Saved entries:
....

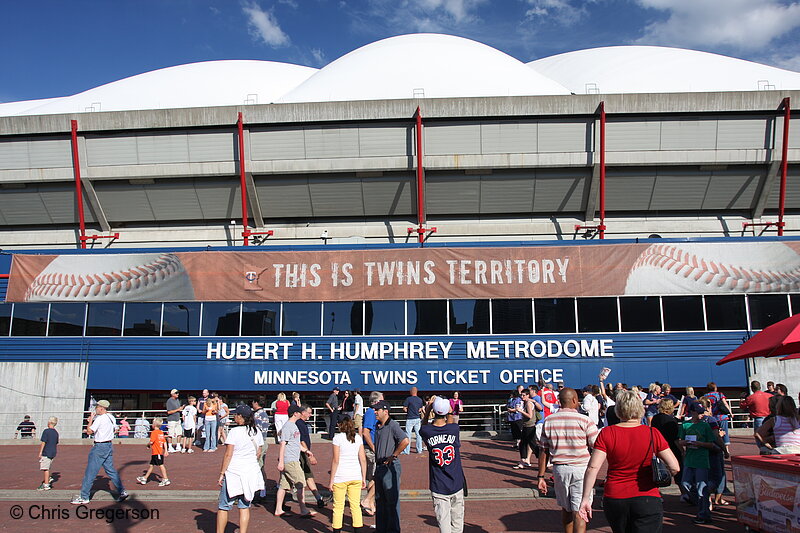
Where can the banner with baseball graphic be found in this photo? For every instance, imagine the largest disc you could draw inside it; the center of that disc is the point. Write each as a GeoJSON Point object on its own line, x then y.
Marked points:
{"type": "Point", "coordinates": [669, 268]}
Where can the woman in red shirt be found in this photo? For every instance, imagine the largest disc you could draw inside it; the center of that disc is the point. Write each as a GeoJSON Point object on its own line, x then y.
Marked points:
{"type": "Point", "coordinates": [631, 500]}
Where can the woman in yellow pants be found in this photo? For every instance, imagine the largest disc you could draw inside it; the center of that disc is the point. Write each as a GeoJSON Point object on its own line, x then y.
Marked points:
{"type": "Point", "coordinates": [348, 474]}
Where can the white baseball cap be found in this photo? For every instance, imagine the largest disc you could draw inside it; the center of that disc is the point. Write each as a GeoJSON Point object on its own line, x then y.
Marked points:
{"type": "Point", "coordinates": [441, 406]}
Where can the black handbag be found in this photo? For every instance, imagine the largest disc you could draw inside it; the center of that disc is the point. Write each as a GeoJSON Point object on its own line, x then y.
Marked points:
{"type": "Point", "coordinates": [661, 475]}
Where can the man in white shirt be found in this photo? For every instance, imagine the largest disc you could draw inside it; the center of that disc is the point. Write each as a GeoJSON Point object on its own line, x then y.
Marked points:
{"type": "Point", "coordinates": [590, 405]}
{"type": "Point", "coordinates": [189, 415]}
{"type": "Point", "coordinates": [101, 424]}
{"type": "Point", "coordinates": [358, 408]}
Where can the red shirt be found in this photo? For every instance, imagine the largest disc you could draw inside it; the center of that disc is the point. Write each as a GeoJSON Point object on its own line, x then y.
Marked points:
{"type": "Point", "coordinates": [757, 404]}
{"type": "Point", "coordinates": [281, 407]}
{"type": "Point", "coordinates": [630, 473]}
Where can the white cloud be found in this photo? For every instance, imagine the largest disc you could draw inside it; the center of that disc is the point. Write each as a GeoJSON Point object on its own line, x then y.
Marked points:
{"type": "Point", "coordinates": [560, 11]}
{"type": "Point", "coordinates": [263, 25]}
{"type": "Point", "coordinates": [738, 24]}
{"type": "Point", "coordinates": [420, 15]}
{"type": "Point", "coordinates": [319, 56]}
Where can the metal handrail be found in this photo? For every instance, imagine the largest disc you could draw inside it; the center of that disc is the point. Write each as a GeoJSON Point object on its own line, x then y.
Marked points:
{"type": "Point", "coordinates": [475, 417]}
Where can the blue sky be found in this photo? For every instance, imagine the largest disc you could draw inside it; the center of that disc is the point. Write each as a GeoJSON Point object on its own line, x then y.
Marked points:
{"type": "Point", "coordinates": [57, 48]}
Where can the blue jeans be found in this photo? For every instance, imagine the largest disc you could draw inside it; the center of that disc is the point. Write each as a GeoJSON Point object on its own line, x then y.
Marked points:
{"type": "Point", "coordinates": [101, 454]}
{"type": "Point", "coordinates": [387, 498]}
{"type": "Point", "coordinates": [695, 482]}
{"type": "Point", "coordinates": [210, 426]}
{"type": "Point", "coordinates": [413, 424]}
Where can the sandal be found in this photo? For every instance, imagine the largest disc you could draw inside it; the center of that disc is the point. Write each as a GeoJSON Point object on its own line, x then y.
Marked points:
{"type": "Point", "coordinates": [367, 511]}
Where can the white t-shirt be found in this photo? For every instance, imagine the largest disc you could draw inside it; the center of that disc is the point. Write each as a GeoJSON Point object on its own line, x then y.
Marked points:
{"type": "Point", "coordinates": [103, 427]}
{"type": "Point", "coordinates": [359, 405]}
{"type": "Point", "coordinates": [244, 454]}
{"type": "Point", "coordinates": [349, 468]}
{"type": "Point", "coordinates": [591, 407]}
{"type": "Point", "coordinates": [189, 417]}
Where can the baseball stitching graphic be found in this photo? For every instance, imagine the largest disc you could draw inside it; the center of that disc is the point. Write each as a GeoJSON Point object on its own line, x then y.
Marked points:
{"type": "Point", "coordinates": [693, 268]}
{"type": "Point", "coordinates": [128, 277]}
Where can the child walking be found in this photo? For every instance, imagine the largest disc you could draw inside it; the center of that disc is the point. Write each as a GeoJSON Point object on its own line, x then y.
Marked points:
{"type": "Point", "coordinates": [158, 452]}
{"type": "Point", "coordinates": [47, 452]}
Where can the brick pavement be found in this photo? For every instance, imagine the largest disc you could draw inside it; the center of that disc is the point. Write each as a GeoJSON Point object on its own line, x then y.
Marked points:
{"type": "Point", "coordinates": [500, 502]}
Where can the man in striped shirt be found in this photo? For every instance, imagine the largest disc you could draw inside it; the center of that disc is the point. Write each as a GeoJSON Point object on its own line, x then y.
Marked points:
{"type": "Point", "coordinates": [566, 438]}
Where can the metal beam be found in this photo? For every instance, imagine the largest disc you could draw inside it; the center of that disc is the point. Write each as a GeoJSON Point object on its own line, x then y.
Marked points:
{"type": "Point", "coordinates": [94, 205]}
{"type": "Point", "coordinates": [773, 171]}
{"type": "Point", "coordinates": [252, 197]}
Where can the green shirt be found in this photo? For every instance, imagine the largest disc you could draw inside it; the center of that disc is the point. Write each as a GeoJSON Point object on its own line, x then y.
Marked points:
{"type": "Point", "coordinates": [696, 457]}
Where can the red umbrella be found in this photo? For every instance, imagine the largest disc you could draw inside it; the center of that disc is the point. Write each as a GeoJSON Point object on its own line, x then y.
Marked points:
{"type": "Point", "coordinates": [781, 338]}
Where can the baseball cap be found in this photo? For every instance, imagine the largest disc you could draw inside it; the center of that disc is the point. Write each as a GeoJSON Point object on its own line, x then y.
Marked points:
{"type": "Point", "coordinates": [441, 406]}
{"type": "Point", "coordinates": [383, 404]}
{"type": "Point", "coordinates": [243, 410]}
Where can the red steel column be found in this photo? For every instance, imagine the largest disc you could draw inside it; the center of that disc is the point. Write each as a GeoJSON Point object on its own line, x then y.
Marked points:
{"type": "Point", "coordinates": [240, 128]}
{"type": "Point", "coordinates": [784, 163]}
{"type": "Point", "coordinates": [602, 227]}
{"type": "Point", "coordinates": [76, 167]}
{"type": "Point", "coordinates": [420, 180]}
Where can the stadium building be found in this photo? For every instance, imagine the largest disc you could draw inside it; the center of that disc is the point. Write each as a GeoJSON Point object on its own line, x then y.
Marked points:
{"type": "Point", "coordinates": [425, 210]}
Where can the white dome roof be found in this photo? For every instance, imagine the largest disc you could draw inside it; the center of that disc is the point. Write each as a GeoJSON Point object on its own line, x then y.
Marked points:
{"type": "Point", "coordinates": [422, 65]}
{"type": "Point", "coordinates": [655, 69]}
{"type": "Point", "coordinates": [210, 83]}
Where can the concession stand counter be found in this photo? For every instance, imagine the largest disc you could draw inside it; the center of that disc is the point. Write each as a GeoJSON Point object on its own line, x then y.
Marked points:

....

Brief: Print, from the entries above, the line with "Where can the man in white", the line with "Where can the white cloud" and all lines between them, exactly and with nothing else.

Response to the exercise:
Where can the man in white shirt be found in this photo? For every instance, imagine the largest disc you could draw inside it; the center of that disc is the point. Write each as a GeoJSON Point object on its own line, x then y.
Marked points:
{"type": "Point", "coordinates": [590, 405]}
{"type": "Point", "coordinates": [189, 415]}
{"type": "Point", "coordinates": [101, 424]}
{"type": "Point", "coordinates": [358, 408]}
Where can the red shirt be found in this photo? For every instance, imagine the largest disc you could draw inside it; the center of that disc is the point. Write each as a GeoJSON Point object on its own line, x then y.
Marked points:
{"type": "Point", "coordinates": [757, 404]}
{"type": "Point", "coordinates": [281, 407]}
{"type": "Point", "coordinates": [630, 473]}
Where can the white cloud be found in this photo? For every instance, imagine the largest disc you could draw inside it; the center of that disc is the point. Write each as a GeoJSON Point object on its own line, x then y.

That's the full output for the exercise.